→ Direction 1
Reproduce verbatim the part of the article on Matalan's Corby warehouse that opens with the words containing "European supply chain" and closes with "of 200 employees.".
→ Direction 2
Write the next part of the article on Matalan's Corby warehouse, starting after its last sentence.

→ Text extract
Matalan PLC is one of Britain’s leading value retailers, with 180 stores nationwide and 10.5 million active members. The company is a unique out-of-town retailer, dedicated to providing outstanding value for money. Matalan offers up-to-the-minute fashion and homewares at prices up to 50% below the equivalent high street price.
This unbeatable ‘value for money’ pricing philosophy is achieved through buying direct from the manufacturer and having convenient out-of-town stores with low overheads. With an average 2,790sq m per store, Matalan’s product range offers a comprehensive selection of quality homewares, ladies’, men’s and children’s clothing and footwear – all under one roof.
European supply chain solutions company Wincanton is operating the automated warehouse facility in Corby on behalf of Matalan. The centre will serve the retailer’s stores in the South.
The four-and-a-half year contract has already started with the transformation of a former plastics factory into the new warehouse. This involves gutting the space, rewiring it, and fitting it with sortation and racking equipment for both hanging and boxed garments. The warehouse includes a 16,000-pallet high bay and automated sortation equipment to sort hanging and boxed items by store.
The new warehouse will initially handle about a quarter of Matalan’s volume. This is set to grow to 50% by 2008. Once opened, the warehouse will have in the region of 200 employees.
Matalan’s store base used to be predominantly in the North but recent expansion has seen growth in the number of stores in the South, including the latest opening on the Isle of Wight, so Matalan needed a warehouse to meet the increase in demand. Matalan has been growing apace over the past few years and found itself unable to support the planned roll-out of new stores in the South. The retailer, which has two existing facilities in Lancashire, has built the new Corby distribution centre to handle the business.
Roger Burnley, supply chain director at Matalan, comments: “It has always been our strategy to open a warehouse in the South in line with store growth. We decided to outsource to Wincanton due to its significant experience in retail warehousing and the fact that Wincanton already manages national transport operations for Matalan. The new warehouse will supplement peak trading this year and the fact that Wincanton is able to offer flexible solutions to support this helps to meet our needs.”
Martin Taylor, managing director, general retail and industrial at Wincanton, says: “We are pleased that we have been able to build on our existing relationship by providing further solutions to add value across Matalan’s supply chain. We work with a number of leading retailers and have nine fully automated warehouses across the UK, which means we are able use this experience and market knowledge to increase productivity and enhance availability.”

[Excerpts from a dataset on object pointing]
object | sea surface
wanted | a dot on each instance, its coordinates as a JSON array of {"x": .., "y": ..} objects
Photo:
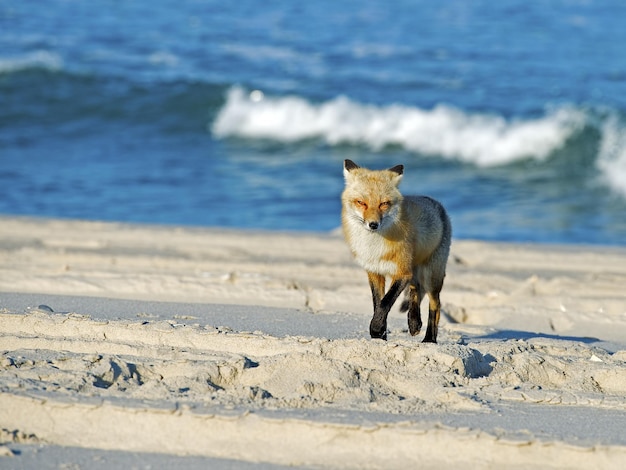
[{"x": 240, "y": 114}]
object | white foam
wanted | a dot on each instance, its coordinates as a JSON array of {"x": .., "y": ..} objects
[
  {"x": 612, "y": 154},
  {"x": 42, "y": 59},
  {"x": 482, "y": 139}
]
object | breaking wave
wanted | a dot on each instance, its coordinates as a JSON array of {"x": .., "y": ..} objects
[{"x": 481, "y": 139}]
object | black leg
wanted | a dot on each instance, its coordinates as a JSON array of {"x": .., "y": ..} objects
[
  {"x": 434, "y": 311},
  {"x": 378, "y": 325},
  {"x": 414, "y": 315}
]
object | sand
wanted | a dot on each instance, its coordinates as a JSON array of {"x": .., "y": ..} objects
[{"x": 153, "y": 347}]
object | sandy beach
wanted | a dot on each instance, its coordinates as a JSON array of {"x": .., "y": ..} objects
[{"x": 142, "y": 346}]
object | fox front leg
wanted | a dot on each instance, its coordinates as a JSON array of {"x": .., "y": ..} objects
[{"x": 383, "y": 304}]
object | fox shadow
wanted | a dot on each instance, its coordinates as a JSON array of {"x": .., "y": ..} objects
[{"x": 505, "y": 335}]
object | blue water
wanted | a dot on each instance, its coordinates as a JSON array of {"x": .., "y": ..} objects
[{"x": 239, "y": 114}]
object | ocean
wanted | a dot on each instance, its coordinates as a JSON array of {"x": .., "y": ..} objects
[{"x": 240, "y": 114}]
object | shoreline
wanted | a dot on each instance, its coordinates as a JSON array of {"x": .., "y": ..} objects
[{"x": 206, "y": 323}]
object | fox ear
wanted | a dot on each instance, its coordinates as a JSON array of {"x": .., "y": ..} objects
[
  {"x": 399, "y": 170},
  {"x": 348, "y": 166}
]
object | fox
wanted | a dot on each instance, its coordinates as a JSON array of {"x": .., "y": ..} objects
[{"x": 402, "y": 238}]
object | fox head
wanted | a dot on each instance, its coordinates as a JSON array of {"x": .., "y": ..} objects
[{"x": 371, "y": 198}]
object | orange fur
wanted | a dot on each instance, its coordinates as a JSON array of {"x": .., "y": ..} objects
[{"x": 405, "y": 239}]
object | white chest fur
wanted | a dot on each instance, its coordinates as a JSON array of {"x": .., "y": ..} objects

→ Exercise output 1
European supply chain solutions company Wincanton is operating the automated warehouse facility in Corby on behalf of Matalan. The centre will serve the retailer’s stores in the South.
The four-and-a-half year contract has already started with the transformation of a former plastics factory into the new warehouse. This involves gutting the space, rewiring it, and fitting it with sortation and racking equipment for both hanging and boxed garments. The warehouse includes a 16,000-pallet high bay and automated sortation equipment to sort hanging and boxed items by store.
The new warehouse will initially handle about a quarter of Matalan’s volume. This is set to grow to 50% by 2008. Once opened, the warehouse will have in the region of 200 employees.

→ Exercise output 2
SDI Greenstone has installed a high-throughput automated storage and sortation system at Matalan’s new 32,000sq m southern distribution centre in Corby.
With a turnover in excess of £1Bn Matalan is the UK’s biggest volume retailer. The new centre, adding to existing facilities in Lancashire, has been established to provide the company with the extra capacity it needs to support the growing number of stores in the South. Matalan currently has 186 outlets nationwide, a coverage which is expanding at the rate of around ten new stores each year. By June 2005, the Corby distribution centre will serve some 90 stores in the South.
The new facility is operated by third-party logistics business Wincanton, and will store both hanging and boxed goods. It marks Matalan’s first use of a boxed-item sortation system.
SDI Greenstone won the contract to design, build and project-manage the new installation, in a competitive tender, on the strength of its understanding of fashion logistics, the highly pragmatic nature of the solutions proposed, and the track record of the systems it has already installed at Matalan’s Skelmersdale distribution centre. SDI Greenstone also completed the entire project to meet very tight deadlines.
The SDI Greenstone installation, built into a 25,500sq m low bay warehouse, consists of separate systems for hanging garments and boxed items. The hanging garment system has the capacity to handle almost 1.2 million items. Eight receiving bays serve the hanging garment system, the core of which is a three-tier goods on hangers (GOH) zone. Sets of garments, arriving from the suppliers on hangers, are unloaded onto height-adjustable telescopic booms at the eight receiving bays. The items are placed onto 100mm barcoded plastic trolleys.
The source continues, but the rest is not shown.